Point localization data

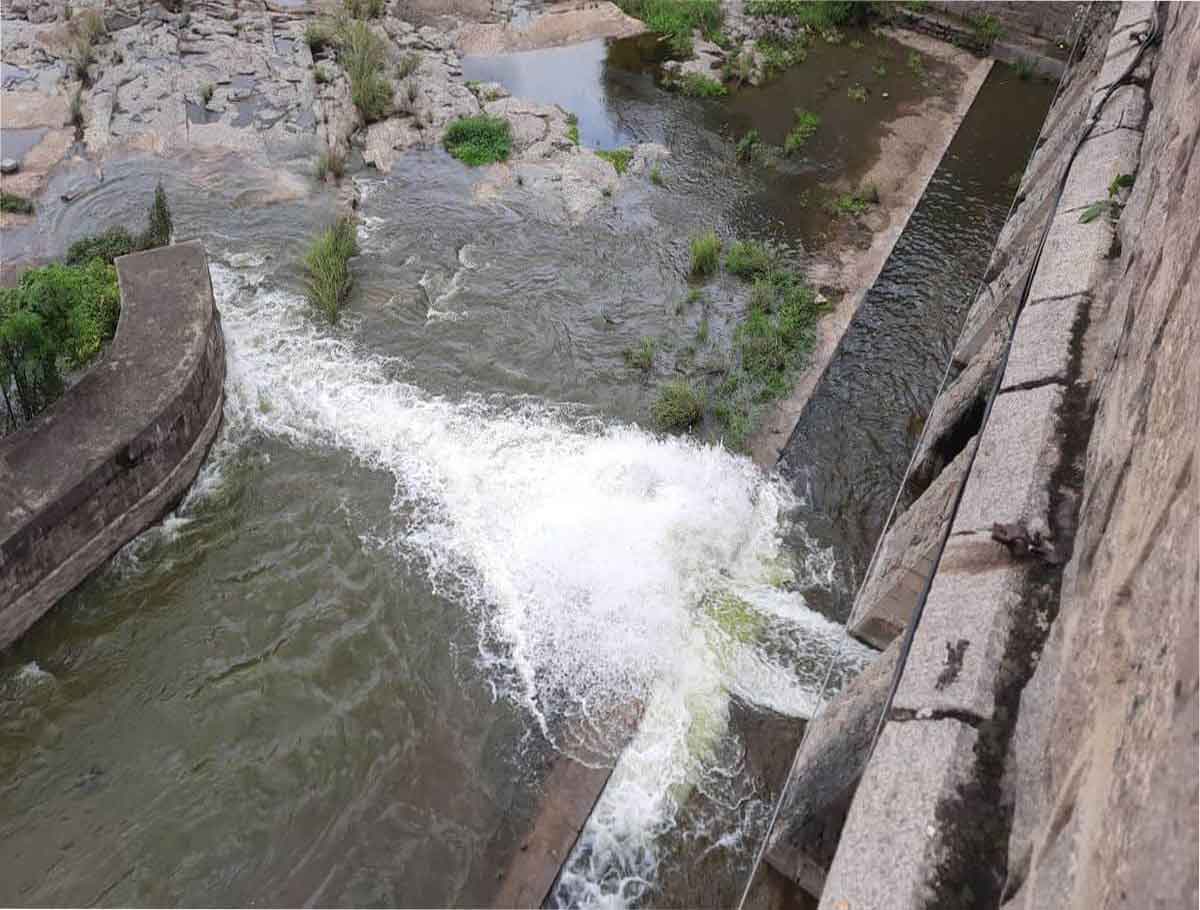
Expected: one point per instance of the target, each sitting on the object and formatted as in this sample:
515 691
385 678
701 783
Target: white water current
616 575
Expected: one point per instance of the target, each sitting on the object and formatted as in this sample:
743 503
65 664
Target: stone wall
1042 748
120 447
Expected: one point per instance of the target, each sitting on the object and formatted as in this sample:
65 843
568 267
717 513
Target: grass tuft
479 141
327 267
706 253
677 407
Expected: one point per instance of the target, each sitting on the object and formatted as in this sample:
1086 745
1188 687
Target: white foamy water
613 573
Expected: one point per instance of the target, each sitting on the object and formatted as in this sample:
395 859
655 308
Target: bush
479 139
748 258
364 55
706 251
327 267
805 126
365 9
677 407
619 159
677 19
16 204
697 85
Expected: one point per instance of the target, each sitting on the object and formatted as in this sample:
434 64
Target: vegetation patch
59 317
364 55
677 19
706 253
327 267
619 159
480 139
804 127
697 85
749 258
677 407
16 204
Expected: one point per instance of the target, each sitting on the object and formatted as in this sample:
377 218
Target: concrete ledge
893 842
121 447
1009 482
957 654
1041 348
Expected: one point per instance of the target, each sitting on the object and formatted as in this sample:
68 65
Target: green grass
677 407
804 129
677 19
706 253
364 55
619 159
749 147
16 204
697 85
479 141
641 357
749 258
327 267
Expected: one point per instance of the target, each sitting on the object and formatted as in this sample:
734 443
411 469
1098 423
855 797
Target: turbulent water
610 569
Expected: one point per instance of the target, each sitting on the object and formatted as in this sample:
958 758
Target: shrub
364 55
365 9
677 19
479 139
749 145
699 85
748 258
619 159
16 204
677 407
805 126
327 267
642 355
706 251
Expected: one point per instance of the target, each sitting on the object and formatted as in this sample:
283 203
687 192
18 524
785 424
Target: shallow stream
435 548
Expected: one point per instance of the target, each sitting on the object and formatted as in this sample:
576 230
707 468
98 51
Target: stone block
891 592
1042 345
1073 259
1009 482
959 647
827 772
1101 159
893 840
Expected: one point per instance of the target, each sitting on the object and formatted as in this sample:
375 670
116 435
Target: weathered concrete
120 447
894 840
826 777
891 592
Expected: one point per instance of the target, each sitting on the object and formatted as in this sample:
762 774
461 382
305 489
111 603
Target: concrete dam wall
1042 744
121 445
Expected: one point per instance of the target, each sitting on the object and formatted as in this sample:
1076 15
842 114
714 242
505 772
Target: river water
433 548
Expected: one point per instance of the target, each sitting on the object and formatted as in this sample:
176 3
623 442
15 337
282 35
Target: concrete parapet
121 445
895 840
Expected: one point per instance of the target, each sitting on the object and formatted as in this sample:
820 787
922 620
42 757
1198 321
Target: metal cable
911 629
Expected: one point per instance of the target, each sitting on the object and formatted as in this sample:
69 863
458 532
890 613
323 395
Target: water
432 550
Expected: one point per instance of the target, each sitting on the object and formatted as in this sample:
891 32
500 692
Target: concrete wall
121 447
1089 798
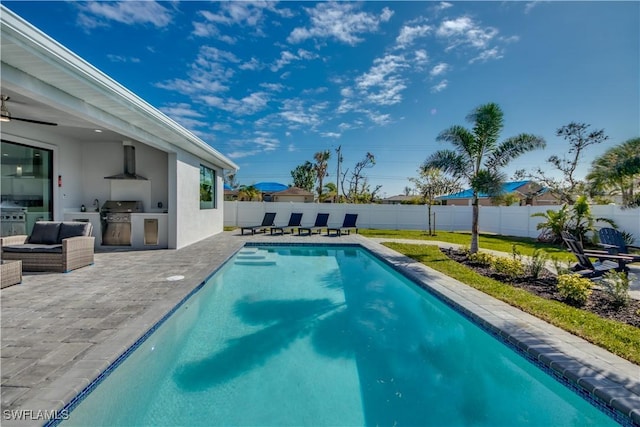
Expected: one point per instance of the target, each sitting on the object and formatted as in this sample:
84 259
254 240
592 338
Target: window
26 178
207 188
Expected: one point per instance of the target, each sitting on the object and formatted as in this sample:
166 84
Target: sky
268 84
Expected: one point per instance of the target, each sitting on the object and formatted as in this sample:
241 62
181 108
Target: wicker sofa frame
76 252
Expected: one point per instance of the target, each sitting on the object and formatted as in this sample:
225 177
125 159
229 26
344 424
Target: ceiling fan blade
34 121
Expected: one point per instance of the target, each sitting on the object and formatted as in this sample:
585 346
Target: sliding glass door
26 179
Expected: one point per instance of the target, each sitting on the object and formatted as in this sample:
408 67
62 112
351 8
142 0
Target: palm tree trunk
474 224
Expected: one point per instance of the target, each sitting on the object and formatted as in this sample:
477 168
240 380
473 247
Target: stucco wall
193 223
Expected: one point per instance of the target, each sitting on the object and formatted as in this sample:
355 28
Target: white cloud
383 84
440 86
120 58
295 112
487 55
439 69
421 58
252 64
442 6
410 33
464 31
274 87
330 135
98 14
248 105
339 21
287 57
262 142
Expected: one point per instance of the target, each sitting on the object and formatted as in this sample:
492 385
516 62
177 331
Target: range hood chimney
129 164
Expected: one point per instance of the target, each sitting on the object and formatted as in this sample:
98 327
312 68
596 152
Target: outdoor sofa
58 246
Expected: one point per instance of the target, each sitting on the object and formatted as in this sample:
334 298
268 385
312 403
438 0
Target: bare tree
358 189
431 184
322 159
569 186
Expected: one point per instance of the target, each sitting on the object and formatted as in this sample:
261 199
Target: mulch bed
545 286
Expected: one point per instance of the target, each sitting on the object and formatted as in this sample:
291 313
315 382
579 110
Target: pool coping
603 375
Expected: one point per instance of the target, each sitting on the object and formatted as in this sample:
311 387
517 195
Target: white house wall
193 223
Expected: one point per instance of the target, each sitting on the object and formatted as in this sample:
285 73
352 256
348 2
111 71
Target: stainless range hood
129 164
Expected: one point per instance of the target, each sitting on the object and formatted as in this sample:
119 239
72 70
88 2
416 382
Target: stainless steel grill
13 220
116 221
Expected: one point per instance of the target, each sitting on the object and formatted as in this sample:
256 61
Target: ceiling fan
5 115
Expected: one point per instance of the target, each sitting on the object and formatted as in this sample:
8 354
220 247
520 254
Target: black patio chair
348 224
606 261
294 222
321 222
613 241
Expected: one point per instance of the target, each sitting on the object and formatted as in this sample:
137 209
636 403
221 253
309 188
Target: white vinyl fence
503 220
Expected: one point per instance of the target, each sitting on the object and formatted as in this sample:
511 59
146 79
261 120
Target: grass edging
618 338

** Work item **
Set down the records again exactly as they appear, leaving each picture behind.

** Finished exercise **
Expected: one point per instance of the target, each sitting on the object and formatted as in this sample:
515 691
385 678
701 783
Target: white water current
616 575
Expected: one point per instance of the target, each sitting on the object and formatted as in this sample:
743 503
65 664
Target: stone wall
1042 748
120 447
Expected: one point per instance of the target, each sitting on the object and formatted as in this sample:
65 843
568 267
717 513
Target: grass tuft
479 141
327 267
706 253
677 407
Expected: one point per instance of the target, each sitting on the object and formatted as in this sample:
1086 745
1188 687
Target: white foamy water
613 573
Expected: one point per instance of the target, each sitting on the object and formatted as in this sample:
395 859
655 308
Target: bush
479 139
748 258
364 55
706 251
327 267
805 126
365 9
677 407
619 159
677 19
16 204
697 85
Expected: one point per instance of the target, each sitting on the object and formatted as in this sample:
434 64
Target: vegetation patch
59 317
364 55
677 19
706 253
327 267
619 159
480 139
804 127
697 85
749 258
677 407
16 204
Expected: one point per instance of the target, each sitting on the object and formatted as in this sample:
377 218
Target: concrete ledge
893 842
121 447
1009 482
957 654
1041 348
Expected: one point per instance of the target, each sitting on the object and formatted as in this sample:
68 65
Target: green grass
677 407
804 129
677 19
706 253
364 55
619 159
749 147
16 204
697 85
479 141
641 357
749 258
327 267
Expected: one point per instance of the target, each sitting on the object and formatted as in this sample:
734 443
411 469
1098 423
855 797
Target: turbulent water
610 569
Expected: one point per instance of the target, each sitting on the object and formatted as in this sample:
958 758
Target: shrub
364 55
365 9
677 19
479 139
749 145
699 85
748 258
619 159
16 204
677 407
805 126
327 267
642 355
706 251
Expected: one point per instance of the target, each sitting on the object and formatted as in this sample:
283 203
687 192
18 524
785 424
Target: shallow stream
435 548
Expected: one point per instance of the target, each sitting on the object and formatted as in this sample:
576 230
707 468
98 51
Target: stone block
891 592
1042 345
1073 259
1009 482
959 647
827 772
1101 159
893 840
Expected: one point per instance of the target, each sitting on the object and formatted as in this sample:
375 670
116 435
Target: weathered concrete
120 447
894 840
826 777
891 592
Expected: one point per instance of the target, each sitting on the object and formatted as in this sample:
762 774
461 382
305 489
111 603
Target: concrete dam wall
1042 744
121 445
Expected: one point per instance of the target, each sitting on the object and formatted as in this sample:
1076 15
842 114
714 242
505 772
Target: river water
433 548
Expected: one point per instance of the target, each sitting on the object and formatted as in this sample:
176 3
623 442
15 337
282 35
Target: concrete parapet
121 445
895 840
Expected: one point per instance of the target, each sitting on the object and formatted as in this sample:
820 787
922 620
42 757
1198 321
Target: metal cable
911 629
Expected: one point per instance of the target, each sitting on the object and formatted as in this sample:
69 863
458 532
890 613
323 395
Target: water
432 550
Expected: one point per instance of the target, each sitting on the object and formatted as in this sample:
891 32
500 692
Target: concrete wall
121 447
1089 798
Expected: one point per instance of the target, each sitting on the object and formatted as in this sample:
84 259
254 240
592 338
Target: window
26 178
207 188
Expected: one point per instance of the target, each sitting on the object and formatted as in this sample:
166 84
Target: sky
268 84
Expected: one point per instance of the target, each sitting on the object and formatted as in this sample:
241 62
181 108
Target: wicker sofa frame
76 252
Expected: one point per instance of the target, each sitting on the object and formatted as in this sample:
225 177
125 159
229 26
344 424
Target: ceiling fan blade
34 121
Expected: one point per instance of the target, each sitting on the object and formatted as in this sample:
585 346
Target: sliding glass door
26 179
Expected: one point per instance of the target, each sitting on the object and formatted as in this sample:
408 67
62 112
351 8
142 0
Target: palm tree trunk
474 224
Expected: one point per instance of the target, each sitting on the object and formatted as in this sample:
477 168
240 380
473 247
Target: stucco wall
193 223
Expected: one point per instance of the target, each sitting on the object and formatted as in this sample:
355 28
Target: white cloud
383 84
440 86
120 58
295 112
487 55
439 69
421 58
252 64
442 6
410 33
464 31
274 87
330 135
98 14
248 105
339 21
287 57
262 142
Expected: one point per instance of the target, each sitting on the object and formatted as in this sample:
492 385
516 62
177 331
Target: range hood chimney
129 164
Expected: one point per instance of the target, each sitting on the object and formatted as in this sample:
98 327
312 68
596 152
Target: outdoor sofa
58 246
Expected: one point per instance of the target, each sitting on the object and formatted as in this sample:
334 298
268 385
312 403
438 0
Target: bare tree
358 189
431 184
322 159
569 186
Expected: one point per instance of the target, each sitting on the object and formatted as in this sample:
261 199
Target: mulch bed
545 286
Expected: one point per instance of the target, each sitting on the object and formatted as in this sample:
291 313
315 382
579 110
Target: pool coping
603 375
Expected: one point per instance of the target, each sitting on the object and formatted as in this sample:
311 387
517 195
Target: white house wall
193 223
Expected: one point per instance of the target, each sitting on the object and formatted as in this sample:
285 73
352 256
348 2
111 71
Target: stainless range hood
129 164
Expected: one point per instance of the target, each sitting on the object and formatted as in this sample:
119 239
72 70
88 2
416 382
Target: stainless steel grill
13 220
116 221
Expected: one point per instance of the target, each sitting on the object and formatted as in this sample:
256 61
Target: ceiling fan
5 115
Expected: one point per instance of the target, each sitting on the object and formatted as in this sample:
8 354
220 247
520 254
Target: black patio chair
348 224
606 261
294 222
321 222
613 241
Expected: one point per instance of the target, each sitting on the object and formatted as in this sample:
137 209
636 403
221 253
309 188
Target: white vinyl fence
503 220
Expected: one point per instance of the target, each sitting on the object and formatted as in this sample:
511 59
146 79
261 120
Target: grass edging
618 338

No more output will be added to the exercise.